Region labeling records
━━━━━━

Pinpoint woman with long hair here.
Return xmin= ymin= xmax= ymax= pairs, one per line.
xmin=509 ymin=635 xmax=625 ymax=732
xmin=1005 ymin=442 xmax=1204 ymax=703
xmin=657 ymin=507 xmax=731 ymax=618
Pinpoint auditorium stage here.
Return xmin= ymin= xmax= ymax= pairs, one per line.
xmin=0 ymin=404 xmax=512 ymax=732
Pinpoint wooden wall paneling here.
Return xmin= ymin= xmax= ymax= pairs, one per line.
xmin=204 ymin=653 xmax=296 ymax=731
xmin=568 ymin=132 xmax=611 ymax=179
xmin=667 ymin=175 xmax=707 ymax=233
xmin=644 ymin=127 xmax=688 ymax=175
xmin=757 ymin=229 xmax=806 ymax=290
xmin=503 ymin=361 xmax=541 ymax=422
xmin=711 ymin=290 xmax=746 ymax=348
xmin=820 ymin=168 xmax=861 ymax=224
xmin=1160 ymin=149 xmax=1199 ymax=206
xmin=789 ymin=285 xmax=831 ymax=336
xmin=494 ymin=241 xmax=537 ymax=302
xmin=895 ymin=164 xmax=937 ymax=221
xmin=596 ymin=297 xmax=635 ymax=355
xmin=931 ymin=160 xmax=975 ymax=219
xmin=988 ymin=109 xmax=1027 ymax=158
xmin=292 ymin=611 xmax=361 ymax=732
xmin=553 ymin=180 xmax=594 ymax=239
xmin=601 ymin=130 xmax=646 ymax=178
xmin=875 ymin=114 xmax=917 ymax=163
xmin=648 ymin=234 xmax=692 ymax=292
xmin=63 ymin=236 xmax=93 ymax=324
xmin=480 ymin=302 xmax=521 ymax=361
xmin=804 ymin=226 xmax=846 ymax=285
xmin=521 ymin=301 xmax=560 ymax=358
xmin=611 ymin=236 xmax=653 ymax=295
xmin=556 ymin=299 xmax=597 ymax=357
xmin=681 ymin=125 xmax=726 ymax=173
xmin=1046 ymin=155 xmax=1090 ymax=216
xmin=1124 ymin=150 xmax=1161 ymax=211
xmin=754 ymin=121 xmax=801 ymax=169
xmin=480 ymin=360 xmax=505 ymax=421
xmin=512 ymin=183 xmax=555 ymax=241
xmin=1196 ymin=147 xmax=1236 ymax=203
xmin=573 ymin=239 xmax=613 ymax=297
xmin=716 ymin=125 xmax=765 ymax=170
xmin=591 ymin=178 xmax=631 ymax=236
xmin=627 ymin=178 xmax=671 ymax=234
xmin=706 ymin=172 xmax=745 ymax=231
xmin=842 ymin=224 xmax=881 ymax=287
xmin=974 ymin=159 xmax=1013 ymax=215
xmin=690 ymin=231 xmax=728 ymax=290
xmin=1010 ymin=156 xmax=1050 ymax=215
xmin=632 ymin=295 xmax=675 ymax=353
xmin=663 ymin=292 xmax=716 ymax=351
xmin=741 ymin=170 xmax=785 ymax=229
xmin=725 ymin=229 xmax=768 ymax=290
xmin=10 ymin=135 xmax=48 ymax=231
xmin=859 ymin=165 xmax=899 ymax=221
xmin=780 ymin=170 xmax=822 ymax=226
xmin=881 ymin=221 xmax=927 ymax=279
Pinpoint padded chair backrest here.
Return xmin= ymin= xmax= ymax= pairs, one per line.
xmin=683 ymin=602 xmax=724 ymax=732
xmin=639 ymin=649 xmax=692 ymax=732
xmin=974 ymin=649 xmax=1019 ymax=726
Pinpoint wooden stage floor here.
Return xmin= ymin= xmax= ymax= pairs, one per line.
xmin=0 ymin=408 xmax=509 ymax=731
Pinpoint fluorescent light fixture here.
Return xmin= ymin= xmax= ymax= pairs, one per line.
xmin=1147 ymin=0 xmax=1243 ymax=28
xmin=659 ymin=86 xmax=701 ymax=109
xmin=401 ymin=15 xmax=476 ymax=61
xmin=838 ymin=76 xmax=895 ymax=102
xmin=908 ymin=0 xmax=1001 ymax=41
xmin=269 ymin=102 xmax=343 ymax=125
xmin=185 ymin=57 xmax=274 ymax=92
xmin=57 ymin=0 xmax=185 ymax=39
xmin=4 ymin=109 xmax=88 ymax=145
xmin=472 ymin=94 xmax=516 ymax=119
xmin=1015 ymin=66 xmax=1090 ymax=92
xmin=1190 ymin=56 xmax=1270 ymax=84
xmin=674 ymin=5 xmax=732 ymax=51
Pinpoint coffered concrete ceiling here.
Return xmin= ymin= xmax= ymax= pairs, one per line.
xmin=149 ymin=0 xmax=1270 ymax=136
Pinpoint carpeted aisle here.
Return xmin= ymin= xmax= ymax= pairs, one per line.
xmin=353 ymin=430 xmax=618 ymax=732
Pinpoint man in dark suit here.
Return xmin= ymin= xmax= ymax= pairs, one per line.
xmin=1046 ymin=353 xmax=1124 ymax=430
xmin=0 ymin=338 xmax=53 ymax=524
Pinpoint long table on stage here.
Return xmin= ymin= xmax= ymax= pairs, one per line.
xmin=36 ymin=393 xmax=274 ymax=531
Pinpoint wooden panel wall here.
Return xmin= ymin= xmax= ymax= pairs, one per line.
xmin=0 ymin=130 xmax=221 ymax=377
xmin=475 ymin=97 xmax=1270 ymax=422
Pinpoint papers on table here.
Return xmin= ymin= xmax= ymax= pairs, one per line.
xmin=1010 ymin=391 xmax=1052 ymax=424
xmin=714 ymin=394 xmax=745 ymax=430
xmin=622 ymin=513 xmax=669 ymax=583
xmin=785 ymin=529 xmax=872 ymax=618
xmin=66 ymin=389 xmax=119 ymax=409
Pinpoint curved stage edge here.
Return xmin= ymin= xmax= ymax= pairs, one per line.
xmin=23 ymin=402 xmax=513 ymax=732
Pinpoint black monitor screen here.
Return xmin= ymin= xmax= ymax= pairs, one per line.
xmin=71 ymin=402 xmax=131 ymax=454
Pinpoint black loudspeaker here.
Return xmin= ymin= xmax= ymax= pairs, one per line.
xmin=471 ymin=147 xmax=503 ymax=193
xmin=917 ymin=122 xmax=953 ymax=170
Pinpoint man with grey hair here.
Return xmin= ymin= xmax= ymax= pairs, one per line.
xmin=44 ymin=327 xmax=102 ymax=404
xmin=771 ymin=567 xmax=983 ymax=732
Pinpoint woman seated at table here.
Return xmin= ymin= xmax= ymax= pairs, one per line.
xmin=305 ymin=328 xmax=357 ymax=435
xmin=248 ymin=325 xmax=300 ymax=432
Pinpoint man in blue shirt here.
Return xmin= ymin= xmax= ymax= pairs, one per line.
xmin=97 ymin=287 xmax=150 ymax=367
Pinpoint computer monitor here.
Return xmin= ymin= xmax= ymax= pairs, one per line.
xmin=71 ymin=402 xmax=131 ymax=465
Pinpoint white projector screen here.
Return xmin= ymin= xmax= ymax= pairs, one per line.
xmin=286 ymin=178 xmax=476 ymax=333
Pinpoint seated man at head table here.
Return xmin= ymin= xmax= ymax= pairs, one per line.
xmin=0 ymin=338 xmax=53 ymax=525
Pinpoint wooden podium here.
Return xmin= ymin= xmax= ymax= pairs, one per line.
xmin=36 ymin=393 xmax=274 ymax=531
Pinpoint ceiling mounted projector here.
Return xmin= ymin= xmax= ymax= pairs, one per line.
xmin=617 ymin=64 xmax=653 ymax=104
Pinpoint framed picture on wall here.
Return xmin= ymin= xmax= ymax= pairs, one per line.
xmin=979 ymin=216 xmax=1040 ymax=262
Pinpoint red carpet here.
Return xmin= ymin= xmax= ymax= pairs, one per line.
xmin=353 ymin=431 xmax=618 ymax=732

━━━━━━

▶ **Exercise directions**: Lay out the lines from the line with "Pinpoint long table on stage here." to the line with "xmin=475 ymin=97 xmax=1270 ymax=422" as a Markdown table with the columns Row and Record line, leaving out blank lines.

▶ **Final result**:
| Row | Record line |
|---|---|
| 1 | Pinpoint long table on stage here. |
| 2 | Return xmin= ymin= xmax= ymax= pairs, one per line. |
| 3 | xmin=36 ymin=393 xmax=274 ymax=531 |
| 4 | Pinpoint wooden panel wall here. |
| 5 | Return xmin= ymin= xmax= ymax= pairs, one per line. |
| 6 | xmin=0 ymin=130 xmax=221 ymax=377 |
| 7 | xmin=475 ymin=97 xmax=1270 ymax=422 |